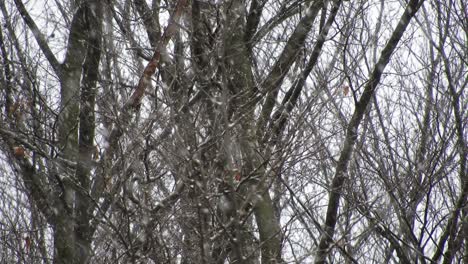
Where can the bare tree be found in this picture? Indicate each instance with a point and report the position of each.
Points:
(233, 131)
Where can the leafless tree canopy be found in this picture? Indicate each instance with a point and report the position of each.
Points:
(259, 131)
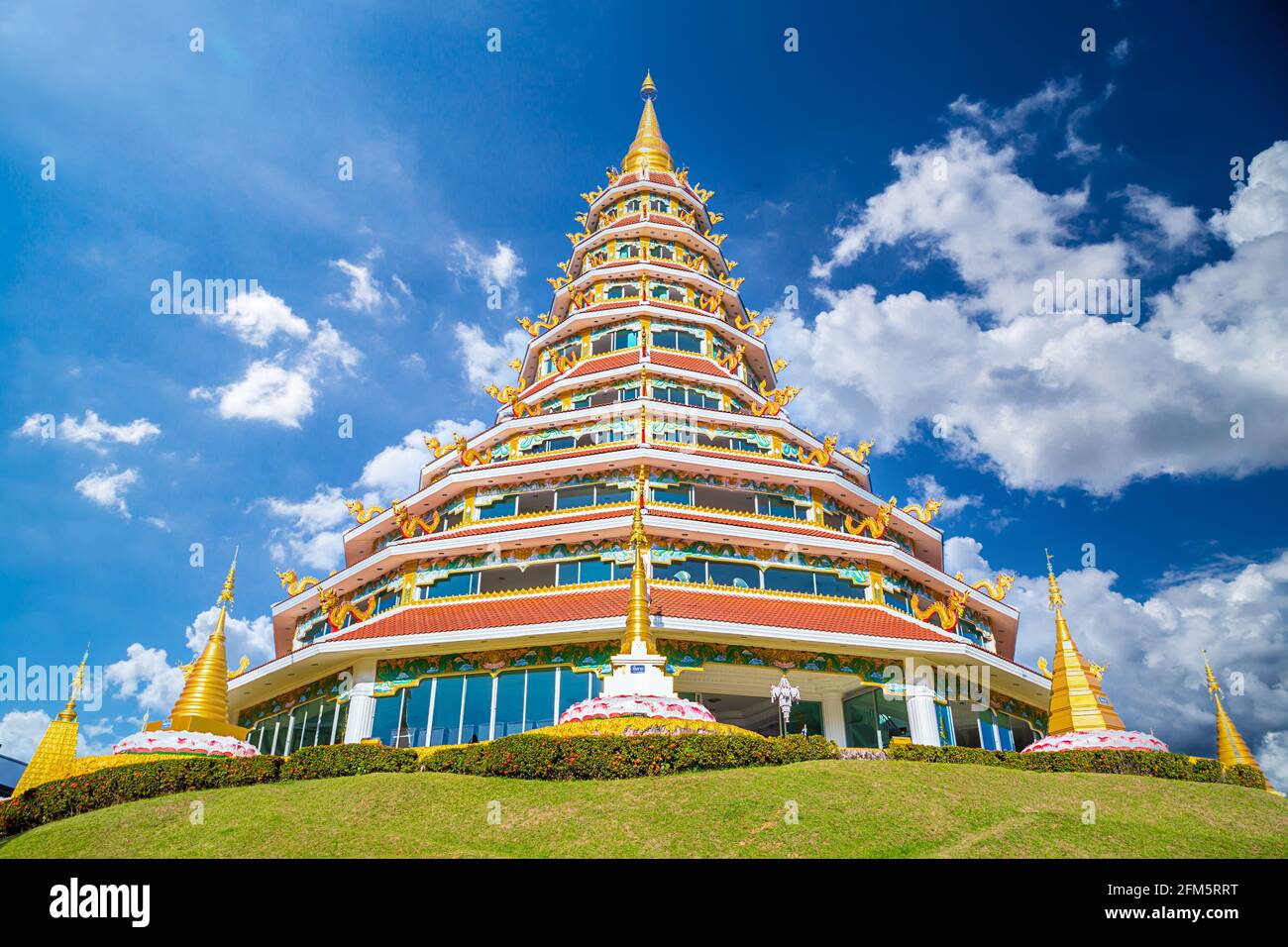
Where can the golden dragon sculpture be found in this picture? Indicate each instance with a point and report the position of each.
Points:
(872, 526)
(948, 615)
(858, 454)
(336, 612)
(509, 395)
(292, 585)
(923, 513)
(241, 668)
(776, 399)
(822, 455)
(542, 322)
(747, 322)
(730, 361)
(997, 589)
(408, 523)
(364, 514)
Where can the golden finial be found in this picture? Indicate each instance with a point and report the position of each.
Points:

◇ ◇ ◇

### [The problem]
Copy out every row above with each "Indicate" swapped for "Mark" and no other changes. Leave the pictures out.

### [Exercise solution]
Where can the bare tree be found in this picture? Mark each instance with a point and report the position of each.
Points:
(233, 131)
Where can the leafless tree canopy be found in this picture? Mark each instance with a point and report the position of each.
Points:
(259, 131)
Where can the golden dragon sculpture be found in this picture? Mark each instance with a point and report the position of each.
Points:
(872, 526)
(948, 615)
(858, 454)
(336, 612)
(509, 395)
(292, 585)
(923, 513)
(241, 668)
(776, 399)
(822, 455)
(542, 322)
(747, 322)
(730, 361)
(997, 589)
(408, 523)
(364, 514)
Where can the golden finial be found in this picture? Mark each instance with a point and report the position of each.
Points:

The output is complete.